## Start
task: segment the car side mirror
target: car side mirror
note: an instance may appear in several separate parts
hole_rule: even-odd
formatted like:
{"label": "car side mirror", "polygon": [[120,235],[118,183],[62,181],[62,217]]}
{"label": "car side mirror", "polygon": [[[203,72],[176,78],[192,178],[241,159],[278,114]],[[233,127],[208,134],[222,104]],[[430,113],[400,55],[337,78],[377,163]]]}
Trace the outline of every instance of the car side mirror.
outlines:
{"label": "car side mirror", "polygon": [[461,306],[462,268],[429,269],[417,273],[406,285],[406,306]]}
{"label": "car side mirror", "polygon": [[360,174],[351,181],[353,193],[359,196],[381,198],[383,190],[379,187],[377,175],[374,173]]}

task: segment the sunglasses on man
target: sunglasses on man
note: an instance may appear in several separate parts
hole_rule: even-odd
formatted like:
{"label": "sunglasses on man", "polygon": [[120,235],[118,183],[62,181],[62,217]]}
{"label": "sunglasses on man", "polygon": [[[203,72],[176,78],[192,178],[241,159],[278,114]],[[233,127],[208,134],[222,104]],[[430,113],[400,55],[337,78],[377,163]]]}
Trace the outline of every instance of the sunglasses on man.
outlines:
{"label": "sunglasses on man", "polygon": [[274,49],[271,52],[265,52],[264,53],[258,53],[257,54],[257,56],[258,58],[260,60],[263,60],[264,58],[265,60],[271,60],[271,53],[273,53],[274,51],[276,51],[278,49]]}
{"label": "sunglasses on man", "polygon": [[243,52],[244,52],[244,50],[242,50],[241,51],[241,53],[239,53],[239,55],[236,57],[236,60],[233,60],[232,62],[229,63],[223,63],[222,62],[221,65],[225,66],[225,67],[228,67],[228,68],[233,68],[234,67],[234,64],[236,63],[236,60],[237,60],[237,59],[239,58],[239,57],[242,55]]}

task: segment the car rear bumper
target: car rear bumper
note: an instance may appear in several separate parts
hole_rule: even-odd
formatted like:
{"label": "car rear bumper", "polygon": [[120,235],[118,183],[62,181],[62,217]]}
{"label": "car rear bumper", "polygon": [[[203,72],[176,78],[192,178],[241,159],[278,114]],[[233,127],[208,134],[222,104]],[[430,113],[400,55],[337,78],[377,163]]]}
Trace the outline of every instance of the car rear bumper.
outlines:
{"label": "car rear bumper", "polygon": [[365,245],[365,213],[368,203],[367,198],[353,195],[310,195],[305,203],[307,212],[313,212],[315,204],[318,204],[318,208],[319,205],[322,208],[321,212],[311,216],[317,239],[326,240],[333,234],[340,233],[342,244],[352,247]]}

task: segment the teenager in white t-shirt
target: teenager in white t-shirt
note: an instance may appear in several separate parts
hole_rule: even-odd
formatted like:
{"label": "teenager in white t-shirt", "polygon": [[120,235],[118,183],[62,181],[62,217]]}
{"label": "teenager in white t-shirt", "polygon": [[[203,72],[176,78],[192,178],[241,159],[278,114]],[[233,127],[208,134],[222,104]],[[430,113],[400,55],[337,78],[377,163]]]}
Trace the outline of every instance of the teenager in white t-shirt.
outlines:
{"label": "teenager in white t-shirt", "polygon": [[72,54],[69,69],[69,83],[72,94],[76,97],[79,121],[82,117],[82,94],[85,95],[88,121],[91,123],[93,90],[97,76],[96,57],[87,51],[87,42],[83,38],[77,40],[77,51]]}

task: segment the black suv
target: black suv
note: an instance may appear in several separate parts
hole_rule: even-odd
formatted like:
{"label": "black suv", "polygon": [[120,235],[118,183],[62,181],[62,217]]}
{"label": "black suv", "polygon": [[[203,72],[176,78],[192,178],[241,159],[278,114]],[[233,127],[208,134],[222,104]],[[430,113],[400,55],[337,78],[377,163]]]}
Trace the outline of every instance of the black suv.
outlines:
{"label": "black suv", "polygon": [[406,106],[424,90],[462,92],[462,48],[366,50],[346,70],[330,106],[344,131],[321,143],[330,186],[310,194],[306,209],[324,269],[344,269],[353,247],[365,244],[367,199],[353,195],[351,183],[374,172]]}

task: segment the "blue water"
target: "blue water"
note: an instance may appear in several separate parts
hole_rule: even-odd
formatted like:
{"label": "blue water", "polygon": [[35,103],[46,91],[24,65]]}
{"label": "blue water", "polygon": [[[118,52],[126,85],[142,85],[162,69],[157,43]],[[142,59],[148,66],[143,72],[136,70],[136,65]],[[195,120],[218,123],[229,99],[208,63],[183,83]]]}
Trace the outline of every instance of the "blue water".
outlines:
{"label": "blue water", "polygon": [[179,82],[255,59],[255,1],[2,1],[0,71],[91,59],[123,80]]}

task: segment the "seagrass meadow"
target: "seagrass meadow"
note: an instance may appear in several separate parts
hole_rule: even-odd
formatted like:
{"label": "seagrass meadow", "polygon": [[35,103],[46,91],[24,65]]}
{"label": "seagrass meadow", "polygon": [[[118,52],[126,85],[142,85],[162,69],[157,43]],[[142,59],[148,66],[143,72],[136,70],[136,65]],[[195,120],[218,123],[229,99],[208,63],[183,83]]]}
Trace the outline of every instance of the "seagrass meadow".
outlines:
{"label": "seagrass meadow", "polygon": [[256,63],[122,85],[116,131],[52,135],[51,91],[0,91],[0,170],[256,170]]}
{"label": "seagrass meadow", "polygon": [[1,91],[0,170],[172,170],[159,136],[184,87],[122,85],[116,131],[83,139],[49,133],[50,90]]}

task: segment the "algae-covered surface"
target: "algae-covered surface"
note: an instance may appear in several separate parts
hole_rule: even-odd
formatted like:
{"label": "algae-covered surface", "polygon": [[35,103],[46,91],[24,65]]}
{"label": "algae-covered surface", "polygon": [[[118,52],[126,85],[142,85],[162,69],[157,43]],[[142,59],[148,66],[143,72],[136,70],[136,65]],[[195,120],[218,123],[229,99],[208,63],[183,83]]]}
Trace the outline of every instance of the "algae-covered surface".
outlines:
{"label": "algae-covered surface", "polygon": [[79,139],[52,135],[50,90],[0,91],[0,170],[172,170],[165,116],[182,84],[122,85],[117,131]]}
## End
Aim: Which lines in the items above include the word "algae"? Collect each of them in full.

Output for this task:
task: segment the "algae-covered surface"
target: "algae-covered surface"
{"label": "algae-covered surface", "polygon": [[35,103],[46,91],[24,65]]}
{"label": "algae-covered surface", "polygon": [[[118,52],[126,85],[142,85],[162,69],[157,43]],[[142,59],[148,66],[143,72],[136,70],[136,65]],[[195,120],[218,123],[229,99],[208,63],[183,83]]]}
Trace the outline of every instance of the "algae-covered surface".
{"label": "algae-covered surface", "polygon": [[79,139],[52,135],[50,90],[0,91],[0,170],[172,170],[165,116],[182,84],[122,85],[117,131]]}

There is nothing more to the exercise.